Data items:
** begin **
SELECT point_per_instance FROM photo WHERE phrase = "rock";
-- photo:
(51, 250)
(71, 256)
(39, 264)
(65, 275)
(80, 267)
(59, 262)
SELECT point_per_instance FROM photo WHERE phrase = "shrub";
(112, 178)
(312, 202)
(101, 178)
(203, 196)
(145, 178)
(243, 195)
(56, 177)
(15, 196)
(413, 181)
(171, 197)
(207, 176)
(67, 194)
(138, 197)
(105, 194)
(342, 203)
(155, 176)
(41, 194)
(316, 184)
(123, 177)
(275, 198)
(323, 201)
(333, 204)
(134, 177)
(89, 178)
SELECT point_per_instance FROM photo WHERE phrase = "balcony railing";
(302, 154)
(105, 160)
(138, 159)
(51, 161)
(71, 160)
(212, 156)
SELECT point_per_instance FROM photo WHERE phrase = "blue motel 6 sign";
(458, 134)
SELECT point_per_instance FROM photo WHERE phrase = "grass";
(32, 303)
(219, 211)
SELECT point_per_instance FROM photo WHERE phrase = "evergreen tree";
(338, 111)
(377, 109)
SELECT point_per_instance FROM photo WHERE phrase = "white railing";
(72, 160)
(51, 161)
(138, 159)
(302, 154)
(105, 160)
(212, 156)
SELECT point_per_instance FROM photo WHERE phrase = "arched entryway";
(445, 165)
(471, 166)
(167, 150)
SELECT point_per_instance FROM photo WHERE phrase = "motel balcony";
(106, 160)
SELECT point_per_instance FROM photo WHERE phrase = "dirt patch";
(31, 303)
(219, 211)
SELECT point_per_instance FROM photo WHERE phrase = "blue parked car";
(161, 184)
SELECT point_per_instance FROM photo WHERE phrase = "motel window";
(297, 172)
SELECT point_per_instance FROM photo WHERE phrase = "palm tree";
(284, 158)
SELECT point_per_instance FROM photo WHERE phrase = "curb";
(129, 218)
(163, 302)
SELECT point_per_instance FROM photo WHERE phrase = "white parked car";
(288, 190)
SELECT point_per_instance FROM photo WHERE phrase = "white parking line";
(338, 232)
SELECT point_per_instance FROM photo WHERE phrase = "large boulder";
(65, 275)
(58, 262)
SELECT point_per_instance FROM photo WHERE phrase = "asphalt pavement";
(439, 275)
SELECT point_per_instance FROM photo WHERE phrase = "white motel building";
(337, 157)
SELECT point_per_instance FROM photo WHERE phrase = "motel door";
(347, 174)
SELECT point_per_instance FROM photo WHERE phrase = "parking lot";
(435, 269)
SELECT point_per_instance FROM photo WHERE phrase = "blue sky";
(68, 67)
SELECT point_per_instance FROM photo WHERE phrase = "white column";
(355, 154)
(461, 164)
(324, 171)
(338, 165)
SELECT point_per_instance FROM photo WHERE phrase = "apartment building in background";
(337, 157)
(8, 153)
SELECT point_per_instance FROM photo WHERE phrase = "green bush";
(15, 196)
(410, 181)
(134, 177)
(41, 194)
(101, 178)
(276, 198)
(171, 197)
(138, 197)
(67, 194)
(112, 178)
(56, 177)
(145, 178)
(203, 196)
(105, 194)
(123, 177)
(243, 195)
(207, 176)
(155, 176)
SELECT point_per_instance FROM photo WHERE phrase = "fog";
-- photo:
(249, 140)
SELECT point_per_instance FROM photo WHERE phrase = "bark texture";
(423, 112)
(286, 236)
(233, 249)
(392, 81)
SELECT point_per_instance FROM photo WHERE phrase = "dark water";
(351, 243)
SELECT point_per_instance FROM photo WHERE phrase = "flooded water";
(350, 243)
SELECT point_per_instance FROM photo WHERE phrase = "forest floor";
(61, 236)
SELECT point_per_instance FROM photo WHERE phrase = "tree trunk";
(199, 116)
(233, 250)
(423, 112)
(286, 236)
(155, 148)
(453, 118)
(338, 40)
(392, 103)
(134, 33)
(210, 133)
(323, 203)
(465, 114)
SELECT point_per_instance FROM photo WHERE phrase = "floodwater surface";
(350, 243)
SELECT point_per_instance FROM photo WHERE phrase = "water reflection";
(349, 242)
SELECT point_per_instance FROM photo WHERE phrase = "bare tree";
** end **
*What you are asked to do*
Pull out every line of the records that contains the string "tree".

*Solved problem*
SELECT point_per_instance FROM photo WHERE phrase = "evergreen tree";
SELECT point_per_instance FROM photo WHERE phrase = "palm tree";
SELECT point_per_instance FROM photo WHERE phrase = "tree trunk";
SELECT point_per_instance FROM photo WHERE phrase = "bare tree";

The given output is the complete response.